● **INSTRUCTIONS TO FOLLOW**
Your answer should be every line of the entries that has the string "sample" in it.
[Start of section]
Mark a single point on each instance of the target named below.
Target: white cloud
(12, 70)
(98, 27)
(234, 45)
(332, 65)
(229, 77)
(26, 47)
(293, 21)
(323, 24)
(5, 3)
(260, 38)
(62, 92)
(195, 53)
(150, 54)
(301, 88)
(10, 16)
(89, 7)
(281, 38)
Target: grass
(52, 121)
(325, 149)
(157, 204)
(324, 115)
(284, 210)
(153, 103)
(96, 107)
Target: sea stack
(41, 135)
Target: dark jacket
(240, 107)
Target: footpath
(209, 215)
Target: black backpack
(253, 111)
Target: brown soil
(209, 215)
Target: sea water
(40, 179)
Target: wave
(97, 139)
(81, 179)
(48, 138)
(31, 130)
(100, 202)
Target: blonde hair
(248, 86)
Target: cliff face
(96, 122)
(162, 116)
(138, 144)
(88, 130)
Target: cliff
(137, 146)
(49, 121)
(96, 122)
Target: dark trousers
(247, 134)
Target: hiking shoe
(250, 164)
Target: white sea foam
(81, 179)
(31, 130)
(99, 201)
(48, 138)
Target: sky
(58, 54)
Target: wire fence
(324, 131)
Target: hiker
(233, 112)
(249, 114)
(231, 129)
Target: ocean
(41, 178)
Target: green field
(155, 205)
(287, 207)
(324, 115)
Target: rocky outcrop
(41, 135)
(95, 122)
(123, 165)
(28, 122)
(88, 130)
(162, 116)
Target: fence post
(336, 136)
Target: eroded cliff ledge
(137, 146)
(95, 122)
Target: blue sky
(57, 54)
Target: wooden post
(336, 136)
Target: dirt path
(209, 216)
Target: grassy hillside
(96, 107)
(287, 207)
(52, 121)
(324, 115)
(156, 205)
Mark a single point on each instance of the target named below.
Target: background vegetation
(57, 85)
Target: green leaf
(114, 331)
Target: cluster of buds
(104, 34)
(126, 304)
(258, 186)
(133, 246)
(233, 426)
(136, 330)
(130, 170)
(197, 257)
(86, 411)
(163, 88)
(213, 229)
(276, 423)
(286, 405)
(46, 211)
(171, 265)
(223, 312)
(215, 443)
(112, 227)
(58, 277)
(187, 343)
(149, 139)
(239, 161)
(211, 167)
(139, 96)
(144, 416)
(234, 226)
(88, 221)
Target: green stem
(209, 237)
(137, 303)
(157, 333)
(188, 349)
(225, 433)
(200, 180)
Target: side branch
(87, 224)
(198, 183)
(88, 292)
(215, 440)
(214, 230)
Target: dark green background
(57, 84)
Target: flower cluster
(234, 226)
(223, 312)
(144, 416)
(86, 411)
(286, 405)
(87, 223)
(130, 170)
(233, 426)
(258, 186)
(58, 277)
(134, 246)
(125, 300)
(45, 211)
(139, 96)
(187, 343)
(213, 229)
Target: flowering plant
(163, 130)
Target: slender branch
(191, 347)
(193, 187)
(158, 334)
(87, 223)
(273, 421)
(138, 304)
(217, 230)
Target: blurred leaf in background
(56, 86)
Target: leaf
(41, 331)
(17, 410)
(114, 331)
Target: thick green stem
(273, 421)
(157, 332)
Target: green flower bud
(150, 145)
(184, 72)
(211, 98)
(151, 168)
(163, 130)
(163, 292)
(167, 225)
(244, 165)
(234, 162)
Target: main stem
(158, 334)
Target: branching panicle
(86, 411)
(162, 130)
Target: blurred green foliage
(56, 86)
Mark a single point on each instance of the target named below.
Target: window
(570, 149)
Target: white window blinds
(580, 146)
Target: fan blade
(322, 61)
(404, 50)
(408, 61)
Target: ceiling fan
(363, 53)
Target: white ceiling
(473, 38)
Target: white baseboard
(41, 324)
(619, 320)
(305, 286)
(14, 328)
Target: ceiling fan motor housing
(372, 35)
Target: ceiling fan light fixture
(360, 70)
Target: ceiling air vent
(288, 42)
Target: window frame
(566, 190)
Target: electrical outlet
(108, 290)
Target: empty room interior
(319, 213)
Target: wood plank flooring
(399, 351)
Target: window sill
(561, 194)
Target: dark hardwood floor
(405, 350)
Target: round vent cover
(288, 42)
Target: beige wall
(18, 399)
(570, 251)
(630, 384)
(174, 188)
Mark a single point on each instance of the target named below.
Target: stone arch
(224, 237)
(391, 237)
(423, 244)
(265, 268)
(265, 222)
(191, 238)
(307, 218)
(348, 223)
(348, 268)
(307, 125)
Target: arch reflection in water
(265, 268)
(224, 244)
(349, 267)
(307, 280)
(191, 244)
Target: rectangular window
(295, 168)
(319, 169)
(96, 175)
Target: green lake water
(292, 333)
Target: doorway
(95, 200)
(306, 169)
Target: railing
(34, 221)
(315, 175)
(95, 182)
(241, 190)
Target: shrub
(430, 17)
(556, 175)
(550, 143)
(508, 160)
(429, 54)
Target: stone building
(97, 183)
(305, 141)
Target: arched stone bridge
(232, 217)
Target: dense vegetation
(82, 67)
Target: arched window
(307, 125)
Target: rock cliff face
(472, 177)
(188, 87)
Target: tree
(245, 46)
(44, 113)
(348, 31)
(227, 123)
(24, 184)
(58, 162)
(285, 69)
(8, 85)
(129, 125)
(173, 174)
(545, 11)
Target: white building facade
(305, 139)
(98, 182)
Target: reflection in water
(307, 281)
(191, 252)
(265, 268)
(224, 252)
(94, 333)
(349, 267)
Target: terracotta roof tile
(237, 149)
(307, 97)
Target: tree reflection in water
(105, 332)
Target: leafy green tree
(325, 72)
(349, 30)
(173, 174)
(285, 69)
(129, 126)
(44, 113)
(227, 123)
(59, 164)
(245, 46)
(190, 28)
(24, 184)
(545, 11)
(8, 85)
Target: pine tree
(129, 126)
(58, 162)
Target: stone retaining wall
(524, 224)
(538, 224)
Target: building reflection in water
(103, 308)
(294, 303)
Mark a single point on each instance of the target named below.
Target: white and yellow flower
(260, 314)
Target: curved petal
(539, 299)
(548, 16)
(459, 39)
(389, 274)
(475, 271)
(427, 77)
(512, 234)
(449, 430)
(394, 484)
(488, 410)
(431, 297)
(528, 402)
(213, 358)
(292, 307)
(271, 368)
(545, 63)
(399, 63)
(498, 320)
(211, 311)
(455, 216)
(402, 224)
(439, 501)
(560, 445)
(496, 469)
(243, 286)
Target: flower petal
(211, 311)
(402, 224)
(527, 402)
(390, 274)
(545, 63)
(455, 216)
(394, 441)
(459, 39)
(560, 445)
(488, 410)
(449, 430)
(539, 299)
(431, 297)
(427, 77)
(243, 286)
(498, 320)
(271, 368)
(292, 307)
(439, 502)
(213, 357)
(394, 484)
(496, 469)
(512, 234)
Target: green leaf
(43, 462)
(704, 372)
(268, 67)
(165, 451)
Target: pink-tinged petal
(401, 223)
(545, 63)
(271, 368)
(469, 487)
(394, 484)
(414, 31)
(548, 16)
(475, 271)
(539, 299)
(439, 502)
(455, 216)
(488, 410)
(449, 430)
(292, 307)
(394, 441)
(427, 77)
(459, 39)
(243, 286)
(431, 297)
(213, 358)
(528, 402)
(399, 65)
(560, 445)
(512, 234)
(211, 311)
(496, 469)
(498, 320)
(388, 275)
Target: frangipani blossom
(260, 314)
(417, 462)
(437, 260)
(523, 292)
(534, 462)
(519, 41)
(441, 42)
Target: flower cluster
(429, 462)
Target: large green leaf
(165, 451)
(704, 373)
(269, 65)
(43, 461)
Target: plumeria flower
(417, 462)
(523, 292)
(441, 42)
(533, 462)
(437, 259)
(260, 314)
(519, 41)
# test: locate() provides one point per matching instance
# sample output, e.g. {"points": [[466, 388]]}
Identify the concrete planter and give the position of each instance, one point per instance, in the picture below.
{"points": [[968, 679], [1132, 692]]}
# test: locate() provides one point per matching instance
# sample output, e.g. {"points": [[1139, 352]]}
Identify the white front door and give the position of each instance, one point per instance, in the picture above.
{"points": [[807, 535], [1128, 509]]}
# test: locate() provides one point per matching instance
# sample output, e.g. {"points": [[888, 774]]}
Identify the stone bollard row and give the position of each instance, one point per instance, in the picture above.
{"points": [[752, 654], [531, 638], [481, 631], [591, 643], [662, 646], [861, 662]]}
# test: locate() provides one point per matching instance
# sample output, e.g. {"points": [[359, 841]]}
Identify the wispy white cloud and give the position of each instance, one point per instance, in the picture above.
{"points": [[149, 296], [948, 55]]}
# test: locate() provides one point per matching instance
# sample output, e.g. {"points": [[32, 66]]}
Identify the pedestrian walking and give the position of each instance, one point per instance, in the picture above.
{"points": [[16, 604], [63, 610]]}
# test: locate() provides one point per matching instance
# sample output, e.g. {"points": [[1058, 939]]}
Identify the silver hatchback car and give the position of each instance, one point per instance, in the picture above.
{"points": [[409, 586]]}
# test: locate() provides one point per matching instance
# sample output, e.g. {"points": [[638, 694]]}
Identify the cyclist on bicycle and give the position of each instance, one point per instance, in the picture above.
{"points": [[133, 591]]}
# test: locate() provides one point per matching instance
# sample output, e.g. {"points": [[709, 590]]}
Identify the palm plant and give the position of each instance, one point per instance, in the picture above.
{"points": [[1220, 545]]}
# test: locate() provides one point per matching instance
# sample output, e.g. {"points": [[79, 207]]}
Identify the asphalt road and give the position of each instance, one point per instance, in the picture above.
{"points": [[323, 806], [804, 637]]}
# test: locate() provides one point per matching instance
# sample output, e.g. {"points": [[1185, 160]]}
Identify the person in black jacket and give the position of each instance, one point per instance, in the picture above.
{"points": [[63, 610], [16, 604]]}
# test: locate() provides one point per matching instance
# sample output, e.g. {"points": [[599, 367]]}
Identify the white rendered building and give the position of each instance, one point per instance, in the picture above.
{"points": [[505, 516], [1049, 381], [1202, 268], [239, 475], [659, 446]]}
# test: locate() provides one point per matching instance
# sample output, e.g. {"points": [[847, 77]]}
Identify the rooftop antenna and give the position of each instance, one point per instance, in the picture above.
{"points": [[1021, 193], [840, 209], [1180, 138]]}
[End of section]
● **COMPLETED TASK**
# sample output, e.g. {"points": [[466, 388]]}
# sample output, e.g. {"points": [[1139, 352]]}
# sample output, e.g. {"points": [[888, 774]]}
# sample output, e.g. {"points": [[359, 841]]}
# sample output, e.g. {"points": [[32, 66]]}
# sample output, e.g. {"points": [[1058, 939]]}
# sample output, e.g. {"points": [[638, 694]]}
# sample output, e.g. {"points": [[709, 590]]}
# sample output, e.g. {"points": [[79, 207]]}
# sample output, e.g. {"points": [[1185, 160]]}
# sample output, e.g. {"points": [[599, 367]]}
# sample output, e.g. {"points": [[847, 77]]}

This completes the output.